=== Work item ===
When you reach the line that contains "Exercise. Mark the beige", begin copying exactly, and continue through the last line of the data; no pictures belong in the copy.

Referring expression pointing data

···

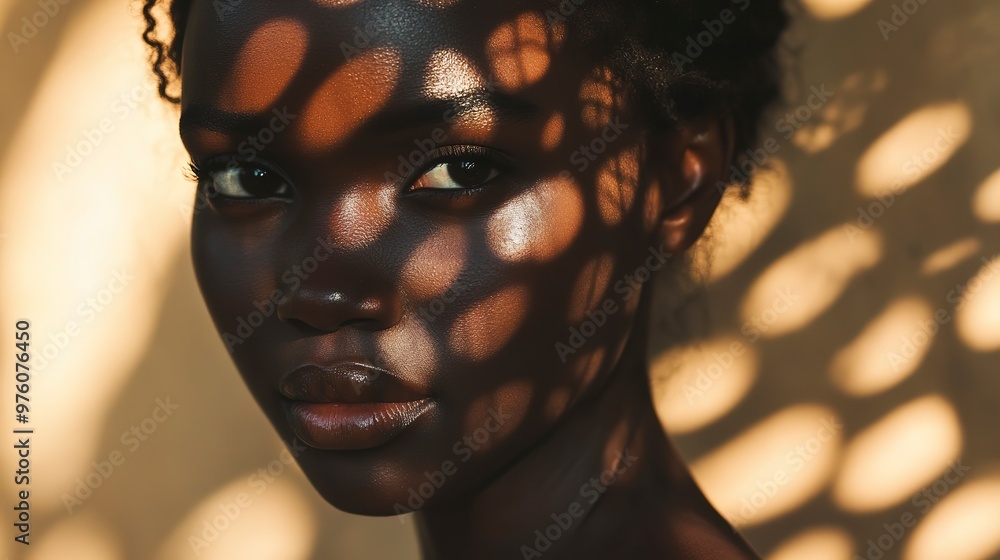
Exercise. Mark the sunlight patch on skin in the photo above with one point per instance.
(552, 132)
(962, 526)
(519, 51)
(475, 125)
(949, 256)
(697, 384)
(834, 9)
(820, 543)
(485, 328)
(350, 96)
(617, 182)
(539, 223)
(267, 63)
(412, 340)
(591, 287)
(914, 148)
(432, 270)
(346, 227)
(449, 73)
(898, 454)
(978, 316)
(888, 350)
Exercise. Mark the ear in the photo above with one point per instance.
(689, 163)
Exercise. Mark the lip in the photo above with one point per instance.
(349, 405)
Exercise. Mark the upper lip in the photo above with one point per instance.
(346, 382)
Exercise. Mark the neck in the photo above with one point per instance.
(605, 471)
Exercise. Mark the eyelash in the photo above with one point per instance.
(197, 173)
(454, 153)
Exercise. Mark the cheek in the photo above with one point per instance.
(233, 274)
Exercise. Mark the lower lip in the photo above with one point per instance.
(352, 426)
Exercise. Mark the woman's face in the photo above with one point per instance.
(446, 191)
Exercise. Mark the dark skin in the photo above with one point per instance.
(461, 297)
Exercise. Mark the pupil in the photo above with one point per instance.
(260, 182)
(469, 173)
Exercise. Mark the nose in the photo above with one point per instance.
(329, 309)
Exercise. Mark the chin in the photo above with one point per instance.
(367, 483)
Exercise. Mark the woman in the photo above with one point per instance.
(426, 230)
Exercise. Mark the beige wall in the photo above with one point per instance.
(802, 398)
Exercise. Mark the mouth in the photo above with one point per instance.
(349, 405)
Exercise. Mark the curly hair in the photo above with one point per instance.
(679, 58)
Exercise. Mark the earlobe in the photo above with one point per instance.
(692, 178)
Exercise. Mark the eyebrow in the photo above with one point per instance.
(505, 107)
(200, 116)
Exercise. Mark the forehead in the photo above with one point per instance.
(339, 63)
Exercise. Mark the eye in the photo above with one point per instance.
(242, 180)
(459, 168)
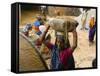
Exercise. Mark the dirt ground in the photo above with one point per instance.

···

=== Result below ===
Exercise. Mark the beige wall in the photo above with one point per instance.
(802, 398)
Exercise. Mark the mouth in the photo above with one point per instance.
(349, 405)
Exercise. Mark the curly hair in the photo above with one point per instance.
(679, 58)
Exercise. Mark the earlobe in the photo above with one point per instance.
(692, 178)
Exercise. Mark the eyebrow in the photo above with one point per instance.
(505, 107)
(200, 116)
Exercise. Mark the forehead in the photo above with one point per instance.
(339, 63)
Exercise. Mark the eye in the photo above with one point per instance.
(242, 180)
(459, 168)
Exercise. Mark the dirt ground in the photo above with one point per instance.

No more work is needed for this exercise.